Written instruction: Give every entry again, unchanged, and leave its images out.

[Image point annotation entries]
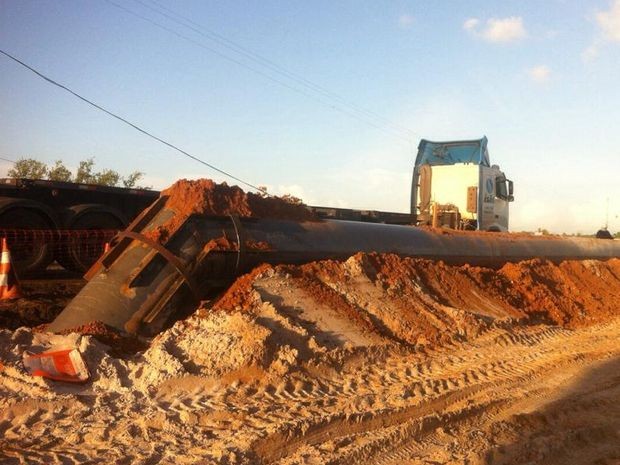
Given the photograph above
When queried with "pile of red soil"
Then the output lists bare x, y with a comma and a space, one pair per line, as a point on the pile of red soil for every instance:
120, 344
42, 300
204, 196
418, 293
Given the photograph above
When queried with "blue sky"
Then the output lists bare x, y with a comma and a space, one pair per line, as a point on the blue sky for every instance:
538, 78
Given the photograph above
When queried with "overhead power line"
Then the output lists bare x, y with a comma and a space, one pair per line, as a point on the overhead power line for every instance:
266, 62
382, 127
129, 123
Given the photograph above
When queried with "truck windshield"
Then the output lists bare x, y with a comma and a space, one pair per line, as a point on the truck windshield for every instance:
500, 188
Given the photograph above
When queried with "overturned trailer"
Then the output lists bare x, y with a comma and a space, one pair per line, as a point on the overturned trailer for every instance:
147, 279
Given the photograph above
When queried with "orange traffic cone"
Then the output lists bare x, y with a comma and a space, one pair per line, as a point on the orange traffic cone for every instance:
9, 285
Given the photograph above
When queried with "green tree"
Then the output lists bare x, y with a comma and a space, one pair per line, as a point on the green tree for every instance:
86, 174
28, 168
132, 180
59, 172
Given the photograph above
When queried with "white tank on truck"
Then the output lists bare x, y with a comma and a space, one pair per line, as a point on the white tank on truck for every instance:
454, 185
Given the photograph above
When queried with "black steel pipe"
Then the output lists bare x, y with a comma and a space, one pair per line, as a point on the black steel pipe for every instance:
138, 288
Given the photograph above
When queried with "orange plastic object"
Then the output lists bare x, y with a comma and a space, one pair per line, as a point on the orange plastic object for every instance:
60, 365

Correct answer:
Given the photograph above
When queried with "pile of red soil"
Then the output lists bare x, y with a comma and a space, one pair per line, as a point on the pile of red soil for every instance:
120, 344
42, 300
204, 196
418, 293
Given the photograph above
When queried with "blue sky"
Then the output lists bare x, y with a comma and a space, one pair per line, as a point on the blue sky for every instance:
538, 78
Given the photograph above
When queried with "overhead power line"
Then the output lists bare x, y with a comma and a space, one pair per line, as a point on the overhead power line for every instance:
266, 62
382, 127
129, 123
Given the photograph above
When queried with "truck windshield"
Then the output lists bare x, y with a comma and a space, one pair per line, as a point on the truck windshield for every instance:
500, 188
Given the photograph above
When queried with "overturned trailer"
Then the output lists bare x, y with a comma and a space, one pair per line, as a point on the overturned trailer for every instance:
147, 279
Given the photograph above
When queried with "orange traffic cone"
Then the output lists bare x, y with a comma and a space, one pair per line, as a point on the orange traffic cone for every instance:
9, 285
Given the photograph above
When queried with "green tree"
Then the output lists bare x, y with a comma and a space, one pair per line, as a point on the green tree for every instance:
86, 174
28, 168
132, 180
59, 172
Given the photograph above
When queried with "white tank on truck"
Then the output lists bare x, y with a comma and a space, one pair per line, as a point on the white tank on truck for every instance:
454, 185
Given the photograph above
When queried with "black steel pipe"
Then the output lists bare x, y with a comma and a space, one pair per line, as a point on the black steel pipe for every instance:
138, 288
Given the photograph above
When queried with "orange plastic object"
Then the output lists bare x, y with a comma and a space, one pair per line, as a point on the orange plastic object for every instance:
60, 365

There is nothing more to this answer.